> **Exercise task 1**
Which people are named in the blog post on advocacy and professional development for associations?
> **Exercise task 2**
Write the next part of the blog post on advocacy and professional development for associations, picking up after its final paragraph.

> **Passage shown**
------------------------------------
Chapters and Associated Groups: Advocacy + Professional Development = the Formula for a Great Association

This week we are featuring a post from guest blogger, Chuck Hempstead, MPA, CAE.  Chuck is the Executive Director of the Science Teachers Association of Texas (an NSTA Chapter). Chuck also serves as President of Hempstead and Associates, a full-service association management company based in Austin, Texas.  He holds the designation of Certified Association Executive (CAE) from the American Society of Association Executives.

In the past few years, the Science Teachers Association of Texas (STAT) has ramped up its efforts to become a presence in the eye of public policymakers.  We’ve advocated for new supplemental science materials, and urged our members to speak out.  Advocacy is becoming one of our most important member benefits, because when people stand together, they can get a lot more done than when they act alone.  Camaraderie is, after all, the basic reason for an association to exist.

Having advocated for non-profit educational associations for more than 30 years, I’ve made it my life’s work to make sure the voices of our educators are heard.  STAT is becoming a force to be reckoned with.  Our membership is in the thousands.  We’ve become the “go-to” people when reporters, like Erika Aguilar of KUT News, need to get the facts on science-related breaking news (President Ross Ann Hill and TESTA Representative Gail Gant were interviewed recently regarding teaching climate change in Texas schools).  We’re the first to know about important STEM-related issues, like STAAR updates and other TEA news.  We get the word out to our members via social media and email, keeping teachers from across the state in touch with what’s happening in Austin.
------------------------------------
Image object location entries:
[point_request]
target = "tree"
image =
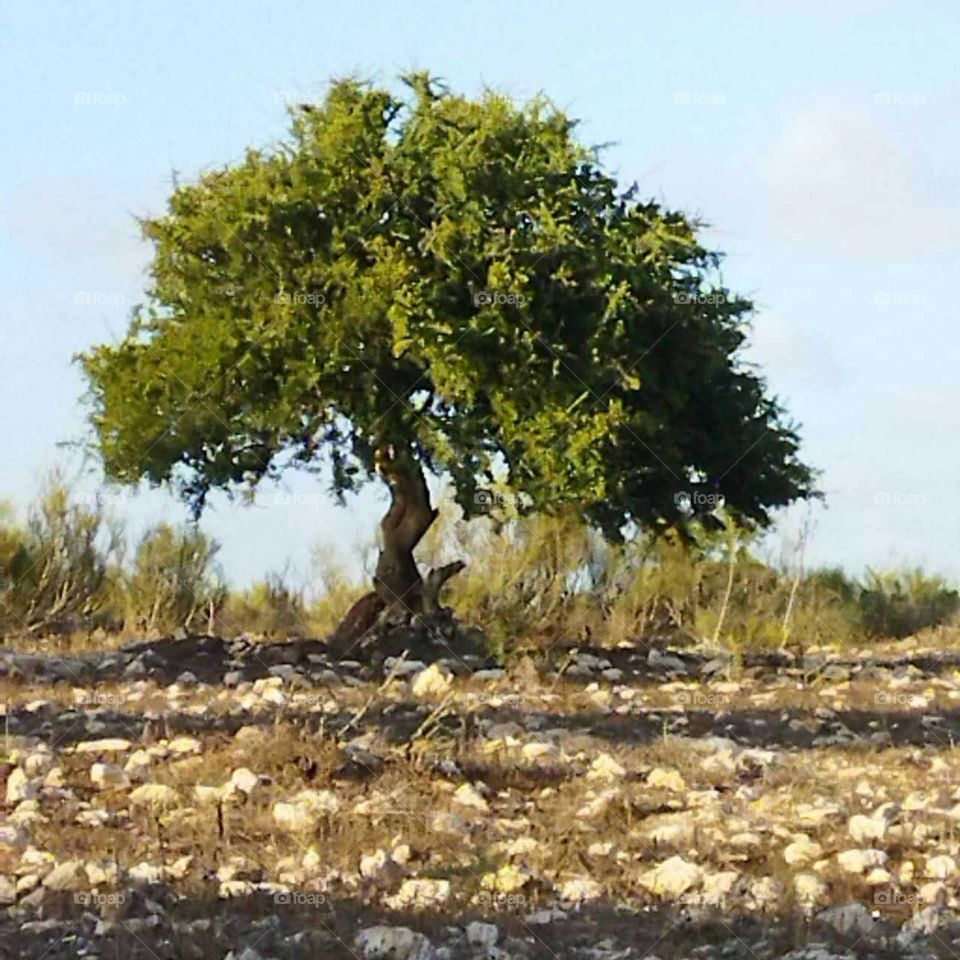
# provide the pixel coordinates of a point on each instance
(427, 282)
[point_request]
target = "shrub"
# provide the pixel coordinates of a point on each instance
(54, 568)
(899, 604)
(174, 583)
(269, 608)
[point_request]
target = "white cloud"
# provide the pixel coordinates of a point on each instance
(843, 185)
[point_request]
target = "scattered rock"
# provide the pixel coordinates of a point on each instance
(393, 943)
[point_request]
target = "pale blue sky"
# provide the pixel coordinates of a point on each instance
(820, 139)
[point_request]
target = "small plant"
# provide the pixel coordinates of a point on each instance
(54, 568)
(174, 583)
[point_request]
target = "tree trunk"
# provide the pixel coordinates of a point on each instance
(399, 589)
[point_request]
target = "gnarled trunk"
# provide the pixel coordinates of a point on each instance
(399, 589)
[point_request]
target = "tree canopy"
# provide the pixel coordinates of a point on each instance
(461, 281)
------------------------------------
> **Task output 1**
Chuck Hempstead, Erika Aguilar, Ross Ann Hill, Gail Gant

> **Task output 2**
We know the times are tough for teachers all across the country.  Every year, without fail, we host the Conference for the Advancement of Science Teaching (CAST), where teachers from Texas and beyond gather to collaborate and network.  We had our biggest conference in 2010, when Federal money was still flowing in school districts.  Last year, we still had over 6,000 attendees, even though that district money was long gone.  We know times are tough, but we believe in the power of CAST to sustain our teachers.

Providing professional development opportunities and legislative advocacy are the marks of a great organization with real, year-round benefits.  We’ve offered outstanding teacher awards, conference scholarships, and top-dollar giveaways to our members.  Every year, CAST hosts over 600 sessions so teachers can get the most specific information for their grade level and subject matter.  We are teachers teaching teachers.  We advocate for and protect each other.

I’m proud to call myself the Executive Director of an association with a rich history and an even brighter future.  In all my years of management, the Science Teachers Association of Texas is the association that shows the most promise and can make the biggest impact on the nation at large.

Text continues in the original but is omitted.